--- Data records ---
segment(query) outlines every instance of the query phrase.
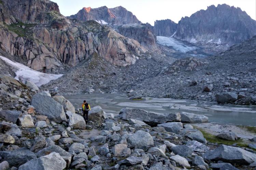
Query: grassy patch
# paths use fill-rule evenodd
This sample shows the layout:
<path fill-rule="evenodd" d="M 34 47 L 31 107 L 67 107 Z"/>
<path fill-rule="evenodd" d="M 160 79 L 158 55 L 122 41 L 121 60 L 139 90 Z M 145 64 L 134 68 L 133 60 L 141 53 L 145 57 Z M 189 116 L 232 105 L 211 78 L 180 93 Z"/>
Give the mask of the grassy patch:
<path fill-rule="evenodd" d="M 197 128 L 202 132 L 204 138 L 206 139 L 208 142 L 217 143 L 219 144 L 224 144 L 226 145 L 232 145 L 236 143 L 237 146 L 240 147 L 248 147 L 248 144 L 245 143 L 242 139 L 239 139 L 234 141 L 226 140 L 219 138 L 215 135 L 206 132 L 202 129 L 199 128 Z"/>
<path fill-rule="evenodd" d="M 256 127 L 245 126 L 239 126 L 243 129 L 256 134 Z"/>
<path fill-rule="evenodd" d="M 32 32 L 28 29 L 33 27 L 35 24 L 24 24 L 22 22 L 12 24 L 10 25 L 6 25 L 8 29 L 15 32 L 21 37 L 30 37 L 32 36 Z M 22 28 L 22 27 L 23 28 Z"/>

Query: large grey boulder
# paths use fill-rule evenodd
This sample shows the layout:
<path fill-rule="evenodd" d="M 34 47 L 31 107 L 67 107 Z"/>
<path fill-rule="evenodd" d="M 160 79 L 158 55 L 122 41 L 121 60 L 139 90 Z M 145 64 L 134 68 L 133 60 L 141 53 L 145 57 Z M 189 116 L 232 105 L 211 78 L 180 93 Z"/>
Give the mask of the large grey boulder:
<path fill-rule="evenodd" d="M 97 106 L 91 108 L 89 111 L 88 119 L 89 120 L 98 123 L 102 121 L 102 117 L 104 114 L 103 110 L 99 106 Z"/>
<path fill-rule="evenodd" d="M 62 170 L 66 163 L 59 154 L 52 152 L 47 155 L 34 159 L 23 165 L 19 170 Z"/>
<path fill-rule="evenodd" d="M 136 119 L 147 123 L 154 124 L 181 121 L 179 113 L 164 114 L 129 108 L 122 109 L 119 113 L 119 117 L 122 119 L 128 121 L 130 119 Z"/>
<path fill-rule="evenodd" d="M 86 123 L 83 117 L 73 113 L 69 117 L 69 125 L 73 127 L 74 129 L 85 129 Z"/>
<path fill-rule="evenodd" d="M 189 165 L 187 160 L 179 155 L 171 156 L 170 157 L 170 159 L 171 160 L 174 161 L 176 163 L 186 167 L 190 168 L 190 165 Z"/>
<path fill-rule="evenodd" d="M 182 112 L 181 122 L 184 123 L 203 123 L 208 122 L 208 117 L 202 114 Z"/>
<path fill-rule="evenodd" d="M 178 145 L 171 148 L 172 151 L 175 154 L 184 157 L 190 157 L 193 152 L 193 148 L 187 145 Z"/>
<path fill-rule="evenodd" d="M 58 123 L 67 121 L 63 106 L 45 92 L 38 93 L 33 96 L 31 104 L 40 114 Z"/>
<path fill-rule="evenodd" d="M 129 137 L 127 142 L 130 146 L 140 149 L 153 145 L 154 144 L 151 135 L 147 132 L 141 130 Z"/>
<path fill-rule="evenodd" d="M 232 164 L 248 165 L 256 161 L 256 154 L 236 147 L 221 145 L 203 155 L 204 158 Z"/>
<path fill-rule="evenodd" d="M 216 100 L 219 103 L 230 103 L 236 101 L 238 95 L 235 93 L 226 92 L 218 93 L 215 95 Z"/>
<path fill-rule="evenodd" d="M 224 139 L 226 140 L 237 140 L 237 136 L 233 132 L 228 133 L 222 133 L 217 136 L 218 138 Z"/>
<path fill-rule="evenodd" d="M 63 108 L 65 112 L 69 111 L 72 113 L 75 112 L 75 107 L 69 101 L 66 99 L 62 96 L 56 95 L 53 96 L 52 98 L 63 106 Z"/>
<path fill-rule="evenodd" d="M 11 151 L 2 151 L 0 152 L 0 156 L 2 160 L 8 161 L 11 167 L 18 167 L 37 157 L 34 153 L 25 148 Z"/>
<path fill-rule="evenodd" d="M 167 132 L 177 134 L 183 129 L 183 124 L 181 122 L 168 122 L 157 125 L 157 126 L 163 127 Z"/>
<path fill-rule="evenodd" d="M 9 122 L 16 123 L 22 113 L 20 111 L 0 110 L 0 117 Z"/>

...

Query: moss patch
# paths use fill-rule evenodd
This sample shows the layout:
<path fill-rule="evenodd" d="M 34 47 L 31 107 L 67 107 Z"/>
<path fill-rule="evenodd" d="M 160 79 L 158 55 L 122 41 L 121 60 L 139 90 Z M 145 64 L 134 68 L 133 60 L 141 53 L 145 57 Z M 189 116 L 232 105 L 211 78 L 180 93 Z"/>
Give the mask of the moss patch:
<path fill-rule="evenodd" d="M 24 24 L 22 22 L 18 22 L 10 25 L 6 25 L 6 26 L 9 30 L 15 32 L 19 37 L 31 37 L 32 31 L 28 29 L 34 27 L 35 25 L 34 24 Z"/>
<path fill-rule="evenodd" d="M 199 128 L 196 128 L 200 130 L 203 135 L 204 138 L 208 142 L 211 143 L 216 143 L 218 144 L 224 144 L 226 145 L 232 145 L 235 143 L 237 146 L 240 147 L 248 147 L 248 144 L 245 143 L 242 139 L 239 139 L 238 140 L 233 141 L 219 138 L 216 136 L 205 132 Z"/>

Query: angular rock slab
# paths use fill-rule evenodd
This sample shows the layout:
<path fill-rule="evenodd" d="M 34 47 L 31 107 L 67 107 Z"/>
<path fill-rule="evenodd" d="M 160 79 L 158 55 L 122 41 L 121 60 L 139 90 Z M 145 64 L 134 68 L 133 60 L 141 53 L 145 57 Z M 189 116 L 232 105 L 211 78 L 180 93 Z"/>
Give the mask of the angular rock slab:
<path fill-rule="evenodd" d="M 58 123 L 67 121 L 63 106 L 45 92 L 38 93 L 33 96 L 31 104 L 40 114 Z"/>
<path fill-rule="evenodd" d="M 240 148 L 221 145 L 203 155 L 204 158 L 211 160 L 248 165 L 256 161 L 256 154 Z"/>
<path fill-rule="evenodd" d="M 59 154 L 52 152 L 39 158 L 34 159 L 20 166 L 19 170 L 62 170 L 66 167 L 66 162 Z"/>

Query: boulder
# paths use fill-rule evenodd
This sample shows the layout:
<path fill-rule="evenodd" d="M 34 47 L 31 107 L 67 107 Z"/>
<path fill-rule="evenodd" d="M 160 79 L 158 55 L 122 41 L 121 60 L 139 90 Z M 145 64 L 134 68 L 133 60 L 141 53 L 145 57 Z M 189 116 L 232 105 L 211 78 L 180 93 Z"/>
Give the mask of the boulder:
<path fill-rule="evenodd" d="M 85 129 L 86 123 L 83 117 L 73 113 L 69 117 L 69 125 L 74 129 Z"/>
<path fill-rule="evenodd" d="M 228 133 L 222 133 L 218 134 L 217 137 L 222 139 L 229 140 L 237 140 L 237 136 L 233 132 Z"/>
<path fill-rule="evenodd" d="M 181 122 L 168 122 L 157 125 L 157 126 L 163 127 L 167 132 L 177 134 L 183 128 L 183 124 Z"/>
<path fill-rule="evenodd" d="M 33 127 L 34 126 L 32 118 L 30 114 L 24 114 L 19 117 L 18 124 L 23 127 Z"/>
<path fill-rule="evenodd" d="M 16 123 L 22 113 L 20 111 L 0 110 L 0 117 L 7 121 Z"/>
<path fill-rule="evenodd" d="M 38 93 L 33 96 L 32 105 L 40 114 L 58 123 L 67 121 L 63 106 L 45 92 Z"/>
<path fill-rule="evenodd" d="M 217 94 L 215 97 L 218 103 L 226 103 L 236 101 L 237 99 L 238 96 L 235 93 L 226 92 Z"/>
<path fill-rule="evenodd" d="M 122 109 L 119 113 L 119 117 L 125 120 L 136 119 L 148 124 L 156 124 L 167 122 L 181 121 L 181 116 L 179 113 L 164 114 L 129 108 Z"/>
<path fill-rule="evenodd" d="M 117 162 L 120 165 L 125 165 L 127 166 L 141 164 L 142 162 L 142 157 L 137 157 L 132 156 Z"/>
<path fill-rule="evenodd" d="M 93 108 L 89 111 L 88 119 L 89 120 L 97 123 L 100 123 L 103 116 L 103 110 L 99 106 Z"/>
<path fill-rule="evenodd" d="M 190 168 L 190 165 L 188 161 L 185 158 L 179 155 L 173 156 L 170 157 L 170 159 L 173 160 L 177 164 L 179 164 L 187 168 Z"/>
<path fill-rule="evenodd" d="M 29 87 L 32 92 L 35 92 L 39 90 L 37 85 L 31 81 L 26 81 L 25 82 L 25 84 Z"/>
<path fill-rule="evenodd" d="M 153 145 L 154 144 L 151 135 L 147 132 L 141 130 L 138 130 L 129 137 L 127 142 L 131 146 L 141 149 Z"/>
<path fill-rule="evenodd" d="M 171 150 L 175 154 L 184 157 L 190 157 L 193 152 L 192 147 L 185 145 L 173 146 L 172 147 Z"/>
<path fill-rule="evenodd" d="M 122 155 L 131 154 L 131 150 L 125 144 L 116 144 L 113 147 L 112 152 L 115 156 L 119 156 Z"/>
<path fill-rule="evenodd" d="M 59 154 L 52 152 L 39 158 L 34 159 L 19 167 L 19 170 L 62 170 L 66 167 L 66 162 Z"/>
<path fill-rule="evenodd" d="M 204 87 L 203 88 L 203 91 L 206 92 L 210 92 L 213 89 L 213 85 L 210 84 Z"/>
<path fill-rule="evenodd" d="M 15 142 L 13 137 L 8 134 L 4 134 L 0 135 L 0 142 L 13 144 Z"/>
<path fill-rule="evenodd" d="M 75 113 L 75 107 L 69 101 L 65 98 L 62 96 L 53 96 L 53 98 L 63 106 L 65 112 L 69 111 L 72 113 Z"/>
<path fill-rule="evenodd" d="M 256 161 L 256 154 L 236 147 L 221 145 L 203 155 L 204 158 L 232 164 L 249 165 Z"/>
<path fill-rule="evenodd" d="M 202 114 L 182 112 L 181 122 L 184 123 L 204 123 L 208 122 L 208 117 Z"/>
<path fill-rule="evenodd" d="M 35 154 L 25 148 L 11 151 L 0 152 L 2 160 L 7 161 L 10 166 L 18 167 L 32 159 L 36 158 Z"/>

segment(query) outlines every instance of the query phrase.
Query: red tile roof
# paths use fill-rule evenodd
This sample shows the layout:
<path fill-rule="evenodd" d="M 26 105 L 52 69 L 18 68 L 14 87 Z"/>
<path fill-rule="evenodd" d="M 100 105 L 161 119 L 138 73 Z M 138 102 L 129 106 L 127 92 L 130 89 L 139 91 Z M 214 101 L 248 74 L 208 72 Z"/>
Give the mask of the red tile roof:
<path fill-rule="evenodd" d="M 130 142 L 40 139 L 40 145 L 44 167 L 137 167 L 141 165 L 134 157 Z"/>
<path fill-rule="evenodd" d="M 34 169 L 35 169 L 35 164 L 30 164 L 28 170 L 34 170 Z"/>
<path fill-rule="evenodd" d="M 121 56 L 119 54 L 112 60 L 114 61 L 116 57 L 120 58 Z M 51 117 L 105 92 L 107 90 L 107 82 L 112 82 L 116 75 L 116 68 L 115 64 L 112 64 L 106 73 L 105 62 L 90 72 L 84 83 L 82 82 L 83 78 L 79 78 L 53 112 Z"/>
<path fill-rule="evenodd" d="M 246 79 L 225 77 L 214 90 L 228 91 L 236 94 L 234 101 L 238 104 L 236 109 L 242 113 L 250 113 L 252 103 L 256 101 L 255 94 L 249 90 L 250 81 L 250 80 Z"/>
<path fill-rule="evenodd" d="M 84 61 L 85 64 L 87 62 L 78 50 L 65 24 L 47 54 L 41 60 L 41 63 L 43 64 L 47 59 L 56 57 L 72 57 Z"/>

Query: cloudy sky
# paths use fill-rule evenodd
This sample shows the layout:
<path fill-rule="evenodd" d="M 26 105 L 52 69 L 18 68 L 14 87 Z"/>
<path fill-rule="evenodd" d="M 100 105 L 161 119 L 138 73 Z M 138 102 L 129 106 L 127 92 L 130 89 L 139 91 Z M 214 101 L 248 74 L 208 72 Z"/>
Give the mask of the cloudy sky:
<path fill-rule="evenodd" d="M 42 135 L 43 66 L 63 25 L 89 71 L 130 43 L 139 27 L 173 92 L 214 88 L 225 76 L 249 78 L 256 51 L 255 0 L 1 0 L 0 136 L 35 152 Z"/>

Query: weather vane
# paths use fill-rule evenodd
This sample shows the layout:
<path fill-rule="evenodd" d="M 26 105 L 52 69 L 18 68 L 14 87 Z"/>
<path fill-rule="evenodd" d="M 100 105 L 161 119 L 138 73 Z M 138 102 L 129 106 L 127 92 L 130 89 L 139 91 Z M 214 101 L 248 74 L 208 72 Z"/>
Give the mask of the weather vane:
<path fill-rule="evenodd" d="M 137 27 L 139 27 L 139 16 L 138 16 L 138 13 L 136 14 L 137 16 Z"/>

==

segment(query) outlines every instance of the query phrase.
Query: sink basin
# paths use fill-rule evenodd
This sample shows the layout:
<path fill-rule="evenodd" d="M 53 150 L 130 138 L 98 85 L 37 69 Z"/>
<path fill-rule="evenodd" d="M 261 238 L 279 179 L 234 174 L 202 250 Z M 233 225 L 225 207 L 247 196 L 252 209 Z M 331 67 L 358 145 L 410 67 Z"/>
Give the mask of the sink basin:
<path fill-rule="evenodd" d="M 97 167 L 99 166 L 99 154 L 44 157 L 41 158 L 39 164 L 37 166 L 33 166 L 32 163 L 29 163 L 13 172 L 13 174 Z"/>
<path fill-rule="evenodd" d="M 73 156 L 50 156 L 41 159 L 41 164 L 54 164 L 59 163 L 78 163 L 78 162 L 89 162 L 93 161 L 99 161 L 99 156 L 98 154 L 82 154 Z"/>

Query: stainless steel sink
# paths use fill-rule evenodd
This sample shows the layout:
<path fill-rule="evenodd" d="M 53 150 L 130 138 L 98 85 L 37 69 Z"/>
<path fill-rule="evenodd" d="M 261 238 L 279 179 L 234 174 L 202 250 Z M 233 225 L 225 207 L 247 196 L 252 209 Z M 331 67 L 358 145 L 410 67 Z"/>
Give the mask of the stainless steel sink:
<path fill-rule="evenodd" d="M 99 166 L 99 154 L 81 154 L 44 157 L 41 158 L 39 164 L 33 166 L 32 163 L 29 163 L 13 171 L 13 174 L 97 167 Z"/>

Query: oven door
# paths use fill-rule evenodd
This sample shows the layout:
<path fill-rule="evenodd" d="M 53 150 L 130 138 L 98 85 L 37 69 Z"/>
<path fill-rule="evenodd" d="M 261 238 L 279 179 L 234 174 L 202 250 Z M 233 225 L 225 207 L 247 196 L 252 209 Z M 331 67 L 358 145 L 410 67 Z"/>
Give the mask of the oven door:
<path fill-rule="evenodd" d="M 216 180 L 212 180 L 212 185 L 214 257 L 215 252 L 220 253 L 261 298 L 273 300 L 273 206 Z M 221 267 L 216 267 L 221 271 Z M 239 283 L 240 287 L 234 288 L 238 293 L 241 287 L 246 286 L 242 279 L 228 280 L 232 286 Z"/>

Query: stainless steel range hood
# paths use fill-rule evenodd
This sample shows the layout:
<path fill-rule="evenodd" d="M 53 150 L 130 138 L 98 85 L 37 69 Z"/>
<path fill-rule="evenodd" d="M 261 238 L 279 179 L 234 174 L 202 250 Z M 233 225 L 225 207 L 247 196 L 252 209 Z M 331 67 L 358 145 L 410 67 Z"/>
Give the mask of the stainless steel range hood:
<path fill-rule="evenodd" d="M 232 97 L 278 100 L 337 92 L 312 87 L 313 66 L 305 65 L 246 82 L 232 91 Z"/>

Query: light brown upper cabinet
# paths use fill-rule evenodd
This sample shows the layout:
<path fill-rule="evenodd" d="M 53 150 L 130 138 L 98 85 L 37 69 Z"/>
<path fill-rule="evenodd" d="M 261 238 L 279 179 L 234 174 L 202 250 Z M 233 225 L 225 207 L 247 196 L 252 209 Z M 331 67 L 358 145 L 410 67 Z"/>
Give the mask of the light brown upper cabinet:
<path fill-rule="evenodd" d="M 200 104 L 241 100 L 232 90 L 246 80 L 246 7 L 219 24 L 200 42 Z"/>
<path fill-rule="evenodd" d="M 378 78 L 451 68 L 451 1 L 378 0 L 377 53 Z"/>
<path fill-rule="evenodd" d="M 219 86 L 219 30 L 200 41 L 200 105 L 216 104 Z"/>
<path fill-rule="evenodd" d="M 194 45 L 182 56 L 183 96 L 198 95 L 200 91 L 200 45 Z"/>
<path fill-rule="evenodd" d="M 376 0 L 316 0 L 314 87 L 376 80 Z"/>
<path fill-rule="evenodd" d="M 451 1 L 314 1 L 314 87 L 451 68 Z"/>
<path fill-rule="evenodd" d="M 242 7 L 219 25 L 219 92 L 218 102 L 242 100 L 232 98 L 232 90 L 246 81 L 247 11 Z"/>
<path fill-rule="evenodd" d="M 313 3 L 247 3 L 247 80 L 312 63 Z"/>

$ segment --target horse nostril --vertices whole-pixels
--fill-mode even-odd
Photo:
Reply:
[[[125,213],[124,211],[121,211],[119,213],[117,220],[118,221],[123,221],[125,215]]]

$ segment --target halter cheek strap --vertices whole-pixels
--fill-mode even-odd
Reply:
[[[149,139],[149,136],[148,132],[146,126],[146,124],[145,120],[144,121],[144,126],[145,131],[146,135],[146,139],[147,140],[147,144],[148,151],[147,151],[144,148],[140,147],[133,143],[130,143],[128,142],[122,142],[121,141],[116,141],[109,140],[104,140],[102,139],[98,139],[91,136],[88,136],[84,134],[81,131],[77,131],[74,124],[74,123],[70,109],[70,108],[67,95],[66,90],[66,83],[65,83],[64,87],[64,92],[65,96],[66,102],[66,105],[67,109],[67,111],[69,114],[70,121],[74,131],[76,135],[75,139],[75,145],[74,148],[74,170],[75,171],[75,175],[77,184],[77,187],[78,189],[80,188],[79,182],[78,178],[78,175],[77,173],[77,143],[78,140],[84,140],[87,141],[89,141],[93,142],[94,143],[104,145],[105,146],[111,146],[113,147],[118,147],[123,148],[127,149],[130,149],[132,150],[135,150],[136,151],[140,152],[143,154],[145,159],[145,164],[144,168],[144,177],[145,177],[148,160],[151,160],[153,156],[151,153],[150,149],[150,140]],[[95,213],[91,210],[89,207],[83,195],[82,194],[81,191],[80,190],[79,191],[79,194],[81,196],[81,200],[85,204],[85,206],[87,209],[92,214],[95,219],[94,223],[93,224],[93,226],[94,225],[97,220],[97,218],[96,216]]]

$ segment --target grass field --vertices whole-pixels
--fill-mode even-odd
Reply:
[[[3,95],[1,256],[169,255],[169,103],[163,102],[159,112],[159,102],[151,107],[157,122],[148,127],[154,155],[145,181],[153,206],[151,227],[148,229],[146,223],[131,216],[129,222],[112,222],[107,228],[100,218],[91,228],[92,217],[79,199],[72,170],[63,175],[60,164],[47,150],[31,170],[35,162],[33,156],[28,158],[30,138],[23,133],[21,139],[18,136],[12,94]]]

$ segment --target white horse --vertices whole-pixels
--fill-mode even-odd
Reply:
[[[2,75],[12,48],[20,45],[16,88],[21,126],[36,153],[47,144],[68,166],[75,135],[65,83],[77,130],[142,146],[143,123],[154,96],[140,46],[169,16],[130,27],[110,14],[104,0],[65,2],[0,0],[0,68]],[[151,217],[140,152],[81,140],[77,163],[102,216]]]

--- Exercise requirements ---
Please copy out the part of the records that starts with the line containing "Query: angular rock slab" and ends with the line containing "34 159 L 20", keeping both of those lines.

--- Full output ---
Query: angular rock slab
# paths use fill-rule evenodd
This sample shows the layout:
<path fill-rule="evenodd" d="M 34 47 L 31 107 L 67 107 Z"/>
<path fill-rule="evenodd" d="M 160 79 L 158 55 L 122 41 L 121 60 L 139 90 Z M 145 64 L 134 68 L 133 60 L 141 53 L 145 57 Z M 189 116 L 232 105 L 211 78 L 180 93 Z"/>
Give the mask of the angular rock slab:
<path fill-rule="evenodd" d="M 58 123 L 67 121 L 63 106 L 45 92 L 38 93 L 33 96 L 31 104 L 40 114 Z"/>
<path fill-rule="evenodd" d="M 240 148 L 221 145 L 203 155 L 204 158 L 211 160 L 248 165 L 256 161 L 256 154 Z"/>
<path fill-rule="evenodd" d="M 59 154 L 52 152 L 39 158 L 34 159 L 20 166 L 19 170 L 62 170 L 66 167 L 66 162 Z"/>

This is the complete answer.